__Tasks to complete__.
**1.** Can you sum up the news article on Kentz's results in two sentences?
**2.** Would you carry on the news article on Kentz's results from the point where it stops?

Start of Excerpted text

Irish-Malaysian engineering group Kentz said it is “comfortable” with analysts’ estimates for revenue of around $700 million this year.
“For most of our clients, if not all, their capital spend projects are pretty much intact,” chief executive Hugh O’Donnell said today.
The company today reported a 18.7 per cent increase in pretax profits to $40.7 million (€30.8m) and said its cash balances increased almost 25 per cent to $154.4 million.
Co Tipperary-based Kentz designs and supplies control systems under contract for oil and gas refining and the production of chemicals and pharmaceuticals.
Earnings per share, basic and diluted, came to $0.25, a gain of 10 per cent and the company is proposing a final dividend of 3.8 cents per share. This dividend is roughly two-thirds of the level of 2008 and is due to be paid in June.
Kentz said it had a backlog of $1 billion as of the end of January and had new orders worth $200 million.
Large orders in Qatar and South Africa, which make up around half of its current $1 billion backlog and give the company “good visibility” into 2011, Mr O’Donnell said.
The AIM-listed company floated on February 5th, raising £66.7 million.
The company concentrates on oil, gas and petrochemical projects in developing regions and said the increase in exploration and development spending by energy companies had been positive.

End of Excerpted text
Start of Information provided

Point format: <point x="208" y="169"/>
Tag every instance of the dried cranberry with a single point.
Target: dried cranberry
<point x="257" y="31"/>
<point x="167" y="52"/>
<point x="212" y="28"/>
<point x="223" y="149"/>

End of Information provided

__Answers given__.
**1.** Kentz, a Co Tipperary-based engineering group that designs and supplies control systems for oil and gas refining and for chemical and pharmaceutical production, reported an 18.7 percent rise in pretax profits to $40.7 million and an almost 25 percent increase in cash balances to $154.4 million. It had a $1 billion backlog at the end of January, around half of it from large orders in Qatar and South Africa, and said it is comfortable with analysts' revenue estimates of around $700 million this year.

**2.**
Kentz said it was “reasonably” well-insulated against the downturn in petrol prices as its main market, the Middle East, has relatively low production costs.
It said while some projects had been delayed, very few had been cancelled and that the long-term demand for oil and gas was very positive.
Mr O’Donnell said management viewed the outlook for the company as “positive” and said that the “recent fall in the cost of raw materials should mean that there is more appetite for downstream oil and gas developments as well as the replenishment and modernisation of existing projects”.
Chairman Tan Sri Mohd Razali Abdul Rahman said the strategy for dealing with the downturn was to seek additional resources to further growth in its “upstream oil and gas market” and to seek out new opportunities.
At 11am shares in Kentz were up 6 pern cent at 122.5 pence giving the company a market cap of £142.5 million. It has lost 17 per cent of its value over the last 12 months.